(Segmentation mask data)
▼

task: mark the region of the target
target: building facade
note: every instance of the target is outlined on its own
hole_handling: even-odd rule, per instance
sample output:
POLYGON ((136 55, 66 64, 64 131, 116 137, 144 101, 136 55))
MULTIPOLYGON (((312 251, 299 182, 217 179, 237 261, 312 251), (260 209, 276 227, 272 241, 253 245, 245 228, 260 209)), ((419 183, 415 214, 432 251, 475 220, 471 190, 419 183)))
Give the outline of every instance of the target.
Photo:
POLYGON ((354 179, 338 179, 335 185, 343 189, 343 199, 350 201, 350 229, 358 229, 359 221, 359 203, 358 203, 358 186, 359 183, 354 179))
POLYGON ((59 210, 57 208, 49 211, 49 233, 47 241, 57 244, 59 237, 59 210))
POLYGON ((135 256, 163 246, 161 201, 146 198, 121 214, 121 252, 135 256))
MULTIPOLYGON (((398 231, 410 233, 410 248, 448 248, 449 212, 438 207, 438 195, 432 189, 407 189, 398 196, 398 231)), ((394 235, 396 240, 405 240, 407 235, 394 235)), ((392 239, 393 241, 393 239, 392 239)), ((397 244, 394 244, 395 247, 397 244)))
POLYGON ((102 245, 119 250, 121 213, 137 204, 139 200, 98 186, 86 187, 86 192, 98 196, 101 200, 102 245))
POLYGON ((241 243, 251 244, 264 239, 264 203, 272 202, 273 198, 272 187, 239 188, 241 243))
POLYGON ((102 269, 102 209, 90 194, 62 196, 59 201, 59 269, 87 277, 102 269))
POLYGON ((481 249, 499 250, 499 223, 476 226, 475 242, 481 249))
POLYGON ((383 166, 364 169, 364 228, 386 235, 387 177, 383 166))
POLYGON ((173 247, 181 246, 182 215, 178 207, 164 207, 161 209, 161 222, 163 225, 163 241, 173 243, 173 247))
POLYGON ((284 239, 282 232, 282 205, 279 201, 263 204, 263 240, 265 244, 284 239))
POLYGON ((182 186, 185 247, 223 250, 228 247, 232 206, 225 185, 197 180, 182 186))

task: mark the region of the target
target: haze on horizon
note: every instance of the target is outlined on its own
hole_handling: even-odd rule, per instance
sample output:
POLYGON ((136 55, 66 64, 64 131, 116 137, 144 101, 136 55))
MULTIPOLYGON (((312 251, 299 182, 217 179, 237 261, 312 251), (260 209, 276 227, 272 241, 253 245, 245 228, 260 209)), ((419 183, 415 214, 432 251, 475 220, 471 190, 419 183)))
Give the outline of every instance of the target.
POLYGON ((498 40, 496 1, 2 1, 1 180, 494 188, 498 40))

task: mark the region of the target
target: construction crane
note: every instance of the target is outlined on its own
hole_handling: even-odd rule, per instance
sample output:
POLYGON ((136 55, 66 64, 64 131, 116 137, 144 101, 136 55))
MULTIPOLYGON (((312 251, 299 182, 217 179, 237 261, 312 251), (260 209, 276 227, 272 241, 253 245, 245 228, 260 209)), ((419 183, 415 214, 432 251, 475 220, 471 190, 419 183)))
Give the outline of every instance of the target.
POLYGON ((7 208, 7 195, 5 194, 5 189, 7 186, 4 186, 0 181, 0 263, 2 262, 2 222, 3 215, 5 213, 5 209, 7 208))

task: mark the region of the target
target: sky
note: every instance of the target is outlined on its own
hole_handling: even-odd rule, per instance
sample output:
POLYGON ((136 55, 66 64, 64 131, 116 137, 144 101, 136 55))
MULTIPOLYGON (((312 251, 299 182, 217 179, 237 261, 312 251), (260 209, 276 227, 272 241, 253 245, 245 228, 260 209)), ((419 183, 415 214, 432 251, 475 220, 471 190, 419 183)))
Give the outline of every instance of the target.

▲

• WHAT YOU HAVE TO DO: Write down every line of the data exactly as it appears above.

• EXERCISE OUTPUT:
task: mark the region of the target
target: building facade
note: every instance of the target is outlined on its own
hole_handling: even-odd rule, per instance
sample output:
POLYGON ((136 55, 66 64, 64 131, 116 137, 144 101, 136 55))
MULTIPOLYGON (((312 251, 299 182, 217 179, 237 261, 312 251), (260 209, 276 227, 272 241, 253 245, 245 228, 260 209)), ((419 183, 415 214, 432 251, 475 220, 471 190, 419 183)))
Give the outline of every instance of the target.
Photo:
POLYGON ((354 179, 338 179, 335 185, 343 189, 343 199, 350 201, 350 229, 358 229, 359 221, 359 203, 358 203, 358 186, 359 183, 354 179))
POLYGON ((59 210, 57 208, 49 211, 49 233, 47 241, 57 244, 59 237, 59 210))
POLYGON ((135 256, 163 246, 161 201, 146 198, 121 214, 121 252, 135 256))
MULTIPOLYGON (((398 231, 410 233, 410 248, 448 248, 449 212, 438 207, 438 195, 432 189, 407 189, 398 196, 398 231)), ((394 235, 396 240, 405 240, 407 235, 394 235)), ((392 239, 393 241, 393 239, 392 239)), ((397 244, 394 244, 395 247, 397 244)))
POLYGON ((102 245, 119 250, 121 213, 137 204, 139 200, 98 186, 86 187, 86 192, 98 196, 101 200, 102 245))
POLYGON ((241 243, 251 244, 264 239, 264 203, 272 202, 273 198, 272 187, 239 188, 241 243))
POLYGON ((102 269, 102 209, 90 194, 62 196, 59 201, 59 269, 87 277, 102 269))
POLYGON ((481 249, 499 250, 499 223, 476 226, 475 242, 481 249))
POLYGON ((383 166, 364 169, 364 228, 386 235, 387 177, 383 166))
POLYGON ((173 247, 181 246, 182 215, 178 207, 164 207, 161 209, 161 222, 163 225, 163 241, 173 243, 173 247))
POLYGON ((284 239, 282 232, 282 205, 279 201, 263 204, 263 240, 265 244, 284 239))
POLYGON ((182 186, 185 247, 223 250, 228 247, 232 206, 225 185, 197 180, 182 186))

task: mark the region of the target
target: haze on horizon
note: every instance of the target is outlined on its own
hole_handling: even-odd rule, per instance
sample output:
POLYGON ((136 55, 66 64, 64 131, 116 137, 144 101, 136 55))
MULTIPOLYGON (((312 251, 299 182, 217 179, 237 261, 312 251), (260 209, 276 227, 272 241, 253 245, 245 228, 260 209)), ((419 183, 415 214, 432 251, 475 220, 471 190, 419 183)))
Give the outline of every instance of the target.
POLYGON ((498 40, 496 1, 2 1, 1 180, 494 188, 498 40))

task: mark the region of the target
target: construction crane
note: every instance of the target is outlined on its own
hole_handling: even-odd rule, per instance
sample output:
POLYGON ((136 55, 66 64, 64 131, 116 137, 144 101, 136 55))
MULTIPOLYGON (((312 251, 299 182, 217 179, 237 261, 312 251), (260 209, 276 227, 272 241, 253 245, 245 228, 260 209)), ((419 183, 415 214, 432 251, 475 220, 471 190, 419 183)))
Give the outline of every instance of the target.
POLYGON ((7 208, 7 195, 5 194, 5 189, 7 186, 4 186, 0 181, 0 263, 2 262, 2 222, 3 215, 5 213, 5 209, 7 208))

task: mark the region of the target
target: sky
note: every instance of the target is outlined on its own
hole_handling: even-odd rule, per instance
sample output:
POLYGON ((136 55, 66 64, 64 131, 116 137, 144 101, 136 55))
MULTIPOLYGON (((312 251, 299 182, 217 179, 237 261, 312 251), (260 209, 276 227, 272 241, 253 245, 245 228, 260 209)), ((419 183, 415 214, 432 251, 475 220, 471 190, 419 183)))
Give the outline of every instance of the target.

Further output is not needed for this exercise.